# DATA FOR THIS TASK

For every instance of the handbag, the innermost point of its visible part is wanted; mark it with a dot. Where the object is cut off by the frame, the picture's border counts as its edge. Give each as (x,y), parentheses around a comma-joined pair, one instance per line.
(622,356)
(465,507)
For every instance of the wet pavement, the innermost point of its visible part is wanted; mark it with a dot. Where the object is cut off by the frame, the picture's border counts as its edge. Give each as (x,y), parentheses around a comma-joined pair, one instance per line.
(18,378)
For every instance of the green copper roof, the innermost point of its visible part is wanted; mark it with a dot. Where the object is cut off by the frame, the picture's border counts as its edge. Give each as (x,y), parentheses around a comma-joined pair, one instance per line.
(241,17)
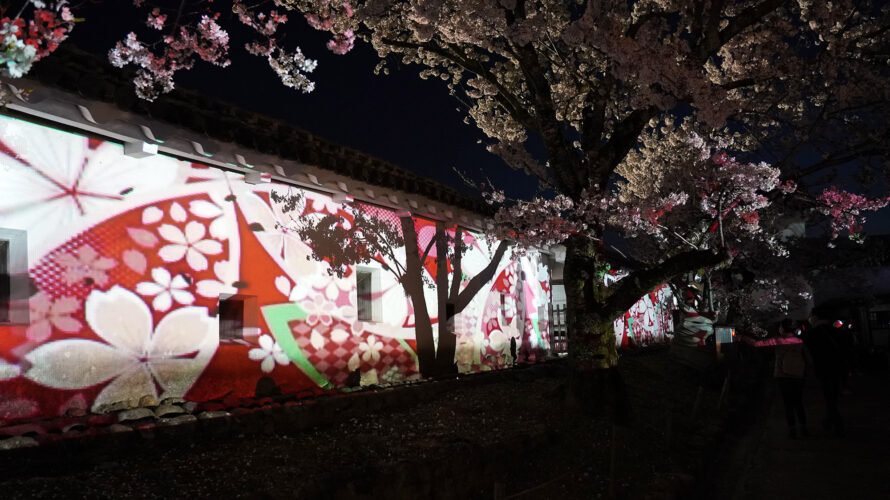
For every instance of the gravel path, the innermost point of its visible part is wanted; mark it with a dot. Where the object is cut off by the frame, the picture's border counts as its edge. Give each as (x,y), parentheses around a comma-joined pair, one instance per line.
(514,437)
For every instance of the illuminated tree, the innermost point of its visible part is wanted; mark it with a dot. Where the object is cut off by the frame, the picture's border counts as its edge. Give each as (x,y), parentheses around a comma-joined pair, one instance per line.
(369,237)
(803,84)
(610,88)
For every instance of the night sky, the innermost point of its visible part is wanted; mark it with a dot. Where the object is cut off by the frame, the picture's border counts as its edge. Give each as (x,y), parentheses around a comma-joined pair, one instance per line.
(398,117)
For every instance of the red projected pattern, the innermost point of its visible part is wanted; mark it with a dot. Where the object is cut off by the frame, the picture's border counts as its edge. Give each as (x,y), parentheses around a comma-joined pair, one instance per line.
(130,259)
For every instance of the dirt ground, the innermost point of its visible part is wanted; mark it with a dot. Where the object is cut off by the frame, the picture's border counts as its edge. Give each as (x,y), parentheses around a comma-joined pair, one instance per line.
(513,437)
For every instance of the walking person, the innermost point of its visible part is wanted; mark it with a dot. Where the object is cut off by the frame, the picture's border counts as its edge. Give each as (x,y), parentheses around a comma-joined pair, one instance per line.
(830,363)
(789,371)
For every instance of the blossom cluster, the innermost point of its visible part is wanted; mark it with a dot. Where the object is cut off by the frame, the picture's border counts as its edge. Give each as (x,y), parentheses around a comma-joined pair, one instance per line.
(26,41)
(334,17)
(205,40)
(845,210)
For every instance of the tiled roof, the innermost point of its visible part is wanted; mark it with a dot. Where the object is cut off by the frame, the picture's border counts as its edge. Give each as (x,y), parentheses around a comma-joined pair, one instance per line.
(91,77)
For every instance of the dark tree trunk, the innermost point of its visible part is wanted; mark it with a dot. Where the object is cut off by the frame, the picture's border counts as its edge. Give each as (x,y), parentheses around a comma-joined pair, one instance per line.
(591,335)
(413,286)
(447,339)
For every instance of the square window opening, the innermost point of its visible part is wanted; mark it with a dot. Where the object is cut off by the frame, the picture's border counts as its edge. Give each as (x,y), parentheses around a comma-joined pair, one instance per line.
(367,289)
(237,316)
(15,285)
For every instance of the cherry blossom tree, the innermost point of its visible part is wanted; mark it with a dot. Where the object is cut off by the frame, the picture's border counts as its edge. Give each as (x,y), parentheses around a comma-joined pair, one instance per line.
(30,33)
(612,89)
(799,83)
(369,236)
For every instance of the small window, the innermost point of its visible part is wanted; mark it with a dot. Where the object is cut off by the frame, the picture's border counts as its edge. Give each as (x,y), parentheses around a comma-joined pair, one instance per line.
(237,316)
(364,289)
(15,286)
(5,282)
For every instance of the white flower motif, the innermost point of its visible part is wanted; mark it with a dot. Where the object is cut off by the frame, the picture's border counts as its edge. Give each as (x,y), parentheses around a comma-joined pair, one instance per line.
(152,215)
(269,353)
(207,210)
(190,245)
(54,179)
(371,349)
(8,371)
(46,313)
(317,340)
(137,357)
(340,335)
(165,289)
(177,213)
(318,310)
(87,265)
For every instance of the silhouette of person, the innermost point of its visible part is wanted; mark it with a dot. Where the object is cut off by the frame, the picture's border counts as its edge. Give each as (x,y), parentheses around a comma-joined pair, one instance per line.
(830,364)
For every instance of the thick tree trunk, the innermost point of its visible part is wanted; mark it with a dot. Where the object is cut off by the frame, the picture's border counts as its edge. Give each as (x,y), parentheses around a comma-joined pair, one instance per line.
(447,339)
(413,286)
(596,383)
(591,335)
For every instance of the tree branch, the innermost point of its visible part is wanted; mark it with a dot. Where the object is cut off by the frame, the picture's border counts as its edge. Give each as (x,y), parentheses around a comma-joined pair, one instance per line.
(629,290)
(475,284)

# PROBLEM DESCRIPTION
Your task is to reproduce all of the material exactly. The pictures stay out.

# SOLVED PROBLEM
For every instance of the handbag, the innermost point of its visible part is wanted; mark it with a dot. Where the object is cut off by the frame, the picture's border counts as its edge. Give each as (x,y), parentheses around a comma-joined pair, one instance per line.
(622,356)
(465,507)
For every instance of the wet pavement, the innermost point of its visible part is wanted; mark it with a dot. Where the object is cut off by the frame, the picture's border counts as its edge. Give each as (x,y), parentheses around a comma-joined pair, one instance per line.
(18,378)
For every instance of the green copper roof, the innermost point of its visible part is wanted; mark it with a dot. Where the object is cut off by the frame, the picture's border counts as its edge. Give each as (x,y), parentheses around a comma-joined pair, one instance per line.
(241,17)
For every instance of the gravel path, the innermost point of its visible part is wanted; mark it with a dot. Where the object is cut off by the frame, the picture's border counts as its edge. Give each as (x,y), parentheses around a comma-joined pair, one instance per line.
(514,437)
For every instance of the illuminated tree, the innermost point of its visible part is wanted; mark it with a dot. Where the object is cut off by the frame, the picture's border counts as its edge. Give each as (x,y), parentheses around a comma-joined pair, one instance per line.
(369,237)
(803,84)
(610,88)
For every instance of the night sky, the innermost point of its visible part is wanted; mark it with a dot. Where the object is cut off by the frame, the picture's border counts as its edge. Give each as (x,y), parentheses around a comma-joined pair, one instance per line.
(398,117)
For every instance of the red projected pattern, the innermost point of its visible part is wanted; mark it with a dot. Where the object is cut off by the frame, the picture's border counts as its edge. Give each as (x,y), parentheses around a comma-joined pair, one instance per line.
(130,259)
For every instance of the dirt ground, the innermost point of its visible part is wanted; mark it with a dot. Where the object is cut off by the frame, the picture's border counts as its edge. Give each as (x,y), parentheses around a comma-joined pair, one instance per line.
(513,437)
For every instance of the walking person, the innermost point of its visible part is wanted; mark it with a dot. Where the object is cut off by the frame, the picture's border counts as its edge. Give each as (x,y), parentheses around a comma-joined pair, one instance per line.
(830,363)
(789,371)
For every instance of the blossom cluster, the innermost point of its visible part is wanted; mark it with a dot. Where the object is cut off by the frame, the picture's border counts as its edge. Give each as (x,y), parentheses around a comma-joined pair, one instance per line.
(26,41)
(334,17)
(205,40)
(845,210)
For every instance of the tiled roof, the innermost point of its visible part is wanted; mark it with a dot. Where the object is cut off by the frame, the picture's border counts as its edge. Give each as (x,y), parentheses around a comma-joined pair, one instance per line.
(91,77)
For every instance of the dark tree trunk, the innermost point of its visible part is wanted; mark it with a dot. Where the object is cut off by the frame, the picture's border counts as its edge. Give each as (x,y), parentheses around a comma-joined pair, one instance per line.
(591,335)
(413,286)
(447,339)
For every instance of the square window opening, the innermost point of its visible part is wanted; mark it with a dot. Where the object is cut off by the frame, the picture's border counts as its edge. Give each as (x,y), parentheses around a comma-joined pair, one instance per line.
(367,289)
(237,316)
(15,285)
For every instance of the cherry blossom tree, the innermost point of its visible part is wanted; mark it with a dot. Where the object is cut off by the frame, the picture's border counts as its edge. Give each as (x,y), parentheses around a comma-joined pair, one instance per line.
(30,33)
(612,89)
(799,83)
(369,236)
For every instance of the small window, the innermost point of its visible part is wanted; mark it with a dot. Where the object is cut off by the frame, the picture's border counts as its edge. Give each as (x,y), parentheses around a comma-joined pair, one instance per line.
(237,316)
(364,289)
(15,286)
(5,282)
For every instance of the white flower motif, the innermost point of its visible part is wanted; mark it with a dot. Where the object is cut off by the frame, the picture's border counts as its edge. Give each as (x,y), parentheses around a comma-joined pair, one instance per line.
(152,215)
(269,353)
(207,210)
(190,245)
(54,179)
(371,349)
(8,371)
(46,313)
(317,340)
(137,357)
(340,335)
(165,289)
(177,213)
(318,310)
(87,265)
For every instance of the silhouette of person, the innermost point of its visible part is wanted; mark it with a dot. Where the object is cut off by the frame, the picture's border counts as its edge. Give each as (x,y), parentheses around a comma-joined pair, one instance per line.
(830,364)
For every instance of the thick tree trunk, the innermost point of its visible part is wanted; mark it with a dot. Where the object is cut off by the frame, the picture's border counts as its edge. Give each as (x,y), parentheses around a comma-joined pair, one instance per line.
(447,339)
(413,286)
(596,383)
(591,335)
For every instance of the tree branch, the innermost point of its visible part is wanted; mark it with a dot. Where the object is cut off by the frame, the picture's border counts as its edge. Give each as (x,y), parentheses around a comma-joined pair, one instance per line.
(629,290)
(475,284)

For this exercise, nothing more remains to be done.